>>>
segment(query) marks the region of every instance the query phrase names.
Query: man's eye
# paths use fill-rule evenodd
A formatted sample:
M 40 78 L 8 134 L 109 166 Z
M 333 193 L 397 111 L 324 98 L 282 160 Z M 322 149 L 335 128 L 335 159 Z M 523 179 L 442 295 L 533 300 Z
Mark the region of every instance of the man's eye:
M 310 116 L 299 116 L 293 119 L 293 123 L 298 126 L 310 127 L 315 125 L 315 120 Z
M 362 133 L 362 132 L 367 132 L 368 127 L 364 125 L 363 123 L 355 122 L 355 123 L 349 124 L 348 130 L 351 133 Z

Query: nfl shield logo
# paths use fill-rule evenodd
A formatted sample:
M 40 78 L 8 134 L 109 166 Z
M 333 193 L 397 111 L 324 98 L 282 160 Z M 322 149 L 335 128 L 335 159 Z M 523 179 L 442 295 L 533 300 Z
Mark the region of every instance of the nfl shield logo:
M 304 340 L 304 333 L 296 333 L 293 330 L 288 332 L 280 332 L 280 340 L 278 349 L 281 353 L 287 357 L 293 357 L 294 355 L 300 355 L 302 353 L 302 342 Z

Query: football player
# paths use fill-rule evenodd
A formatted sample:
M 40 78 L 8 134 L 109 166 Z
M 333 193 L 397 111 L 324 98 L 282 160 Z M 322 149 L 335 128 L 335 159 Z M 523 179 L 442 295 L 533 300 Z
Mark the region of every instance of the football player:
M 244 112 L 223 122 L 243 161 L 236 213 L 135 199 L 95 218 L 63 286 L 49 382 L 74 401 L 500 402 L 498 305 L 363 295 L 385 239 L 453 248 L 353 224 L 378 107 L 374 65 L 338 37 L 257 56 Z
<<<
# HOW TO COMPLETE THIS TASK:
Every entry above should be written out again, precisely.

# REPLY TO THE EXERCISE:
segment(query) marks the region of every instance the query phrase names.
Query: man's eye
# paths use fill-rule evenodd
A formatted sample:
M 40 78 L 8 134 L 109 166 Z
M 333 193 L 397 111 L 324 98 L 282 160 Z M 322 149 L 335 128 L 335 159 Z M 523 179 L 442 295 L 533 300 Z
Mark the region of every instance of the man's eye:
M 310 116 L 299 116 L 293 119 L 293 123 L 298 126 L 310 127 L 315 125 L 315 120 Z
M 362 133 L 362 132 L 367 132 L 368 127 L 364 125 L 363 123 L 355 122 L 355 123 L 349 124 L 348 130 L 351 133 Z

Query: nfl shield logo
# paths use fill-rule evenodd
A formatted sample:
M 40 78 L 8 134 L 109 166 Z
M 333 193 L 397 111 L 324 98 L 282 160 Z M 322 149 L 335 128 L 335 159 Z M 523 179 L 442 295 L 533 300 Z
Mark the region of every instance of the nfl shield logo:
M 304 340 L 304 333 L 296 333 L 293 330 L 288 332 L 280 332 L 280 340 L 278 349 L 281 353 L 287 357 L 293 357 L 294 355 L 300 355 L 302 353 L 302 342 Z

Query: football player
# paths use fill-rule evenodd
A formatted sample:
M 40 78 L 8 134 L 109 166 Z
M 333 193 L 397 111 L 324 98 L 282 160 Z M 322 149 L 335 128 L 335 159 Z M 523 179 L 442 295 L 533 300 Z
Mark the region of every instance of the football player:
M 244 112 L 223 122 L 243 161 L 236 213 L 135 199 L 95 218 L 63 286 L 49 382 L 74 401 L 500 402 L 498 305 L 363 295 L 385 239 L 453 248 L 353 224 L 378 107 L 374 65 L 338 37 L 257 56 Z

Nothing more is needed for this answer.